Word for word, print each record, dropping any image it holds.

--- Data records Enclosed Below ---

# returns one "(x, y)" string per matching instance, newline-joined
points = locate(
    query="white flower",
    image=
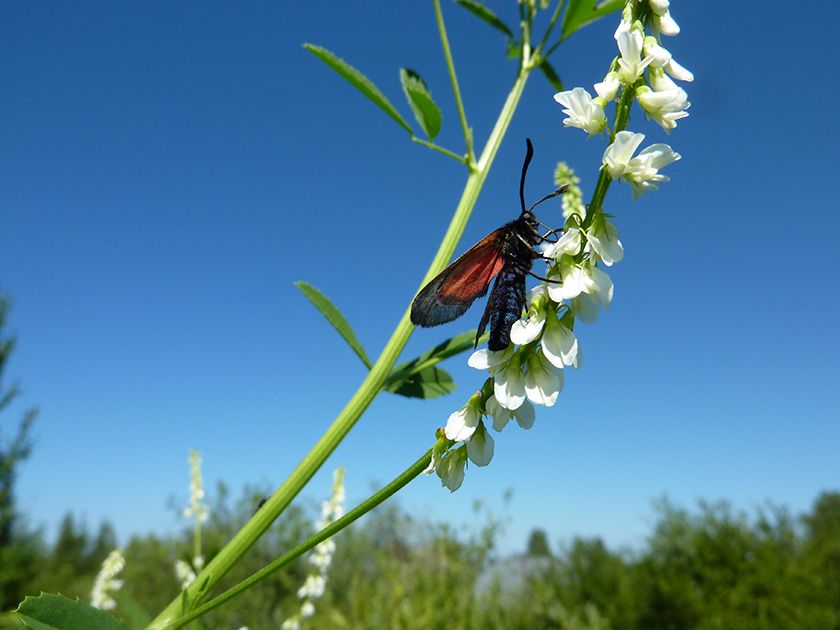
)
(619, 153)
(106, 581)
(602, 286)
(642, 171)
(654, 49)
(462, 424)
(582, 112)
(665, 107)
(608, 88)
(526, 330)
(631, 65)
(568, 244)
(492, 361)
(451, 468)
(659, 7)
(524, 415)
(480, 446)
(665, 24)
(623, 26)
(509, 385)
(197, 507)
(602, 237)
(573, 281)
(559, 344)
(677, 71)
(543, 381)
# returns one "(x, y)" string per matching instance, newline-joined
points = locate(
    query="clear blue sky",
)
(169, 170)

--- End of Enclosed Data records ---

▶ _Result of the exercise_
# returns one "(x, y)" string per matching instance, newline-joined
points = locate(
    query="white flower",
    image=
)
(619, 153)
(106, 581)
(602, 286)
(642, 171)
(654, 49)
(462, 424)
(582, 112)
(665, 107)
(608, 88)
(526, 330)
(631, 65)
(568, 244)
(492, 361)
(451, 468)
(659, 7)
(524, 415)
(480, 446)
(665, 24)
(623, 26)
(509, 385)
(197, 507)
(602, 237)
(573, 281)
(559, 344)
(677, 71)
(543, 381)
# returns one "(x, y)" string per matching instance, newline-joined
points = locate(
    query="clear blue sky",
)
(169, 170)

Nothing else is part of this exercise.